**Requirement:**
Update the lines from the one containing "of the woman's" up to and including the one containing "Target: woman's bare leg" by changing "bare leg" to "left foot" and leaving all else as is. Return only those lines.

**Supplied data:**
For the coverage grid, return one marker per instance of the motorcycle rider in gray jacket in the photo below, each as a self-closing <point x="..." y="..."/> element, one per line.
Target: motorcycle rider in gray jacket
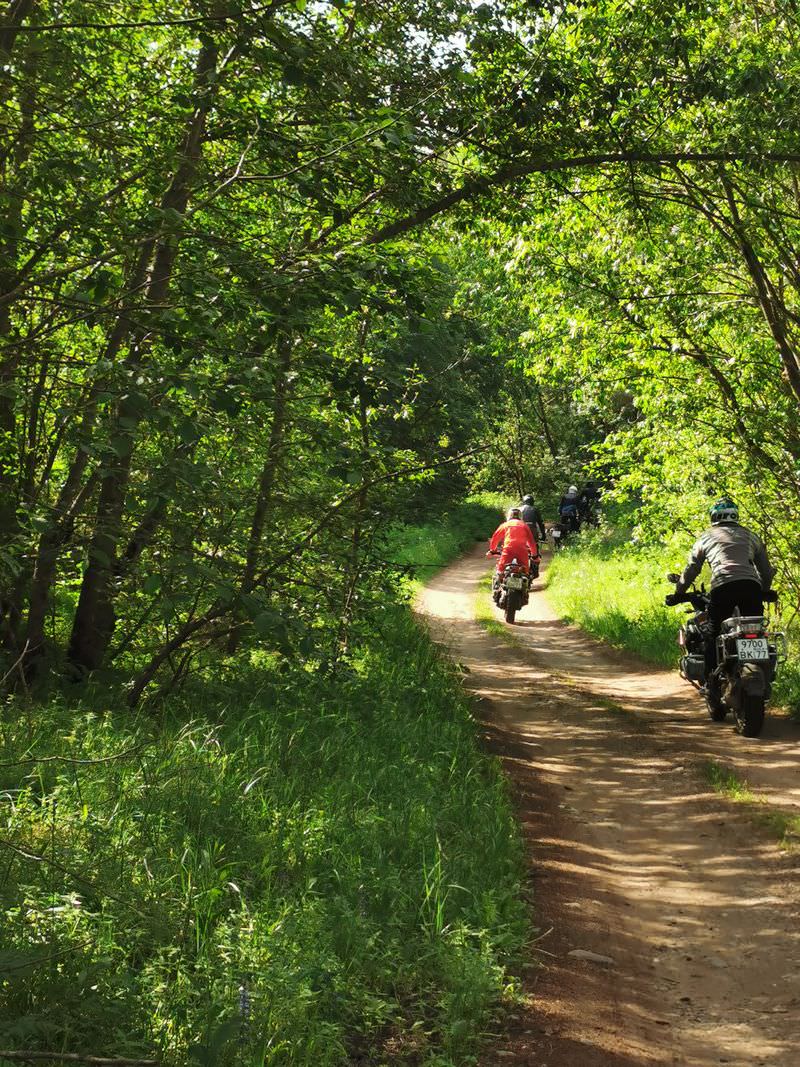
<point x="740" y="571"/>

...

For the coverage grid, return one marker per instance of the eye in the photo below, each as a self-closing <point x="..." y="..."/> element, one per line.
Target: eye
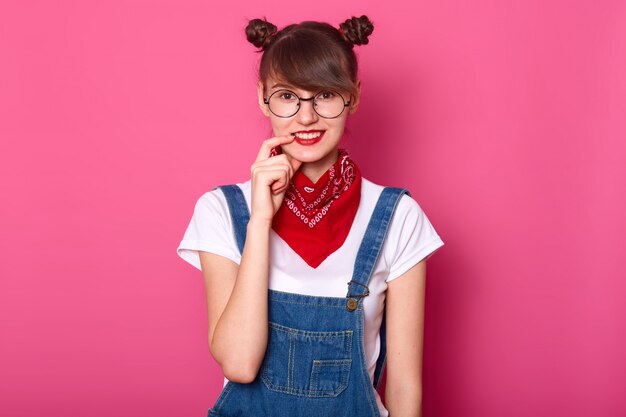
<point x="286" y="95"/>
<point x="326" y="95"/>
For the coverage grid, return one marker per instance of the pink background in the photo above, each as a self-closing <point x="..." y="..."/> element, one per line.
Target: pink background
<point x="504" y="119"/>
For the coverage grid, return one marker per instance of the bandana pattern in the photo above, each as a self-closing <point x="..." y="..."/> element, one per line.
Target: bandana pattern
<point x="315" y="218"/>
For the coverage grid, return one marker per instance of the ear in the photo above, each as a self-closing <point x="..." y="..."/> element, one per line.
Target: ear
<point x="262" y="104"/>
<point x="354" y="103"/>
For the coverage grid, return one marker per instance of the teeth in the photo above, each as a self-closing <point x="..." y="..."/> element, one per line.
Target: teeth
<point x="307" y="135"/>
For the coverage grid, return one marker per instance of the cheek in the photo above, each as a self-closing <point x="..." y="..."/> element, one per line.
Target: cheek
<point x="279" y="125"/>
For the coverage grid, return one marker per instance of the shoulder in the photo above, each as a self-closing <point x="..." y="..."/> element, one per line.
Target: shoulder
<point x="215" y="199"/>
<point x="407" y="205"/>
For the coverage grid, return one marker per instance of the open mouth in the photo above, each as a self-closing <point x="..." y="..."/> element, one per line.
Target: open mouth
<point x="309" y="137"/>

* * *

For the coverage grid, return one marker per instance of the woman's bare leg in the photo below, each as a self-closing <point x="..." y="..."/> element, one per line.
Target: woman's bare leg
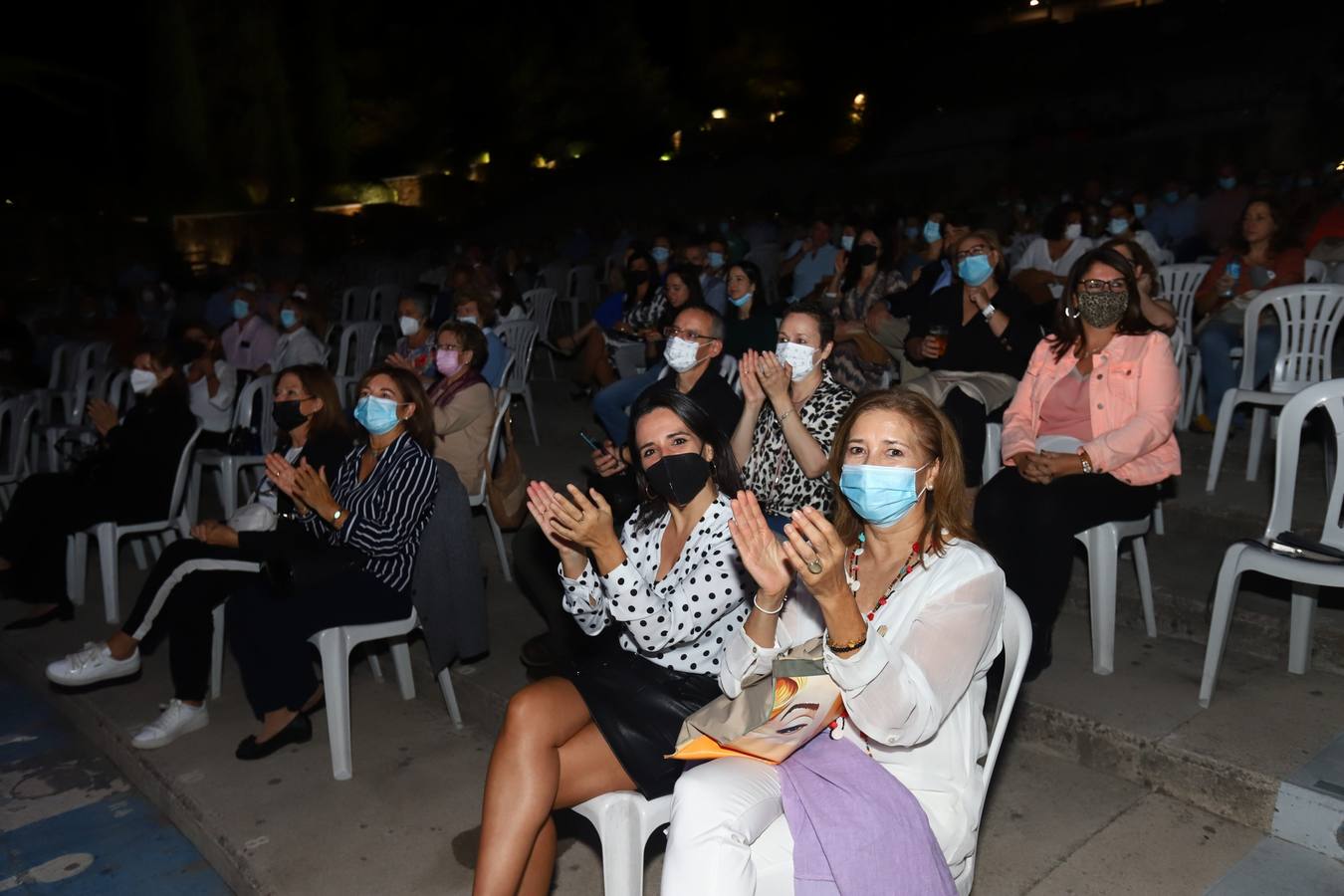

**Written response:**
For the coverage grid, return one marker per instance of the woman's left foot in the photo below, each as a self-closing <point x="..." y="..."/> element, one per line.
Target: woman's left foot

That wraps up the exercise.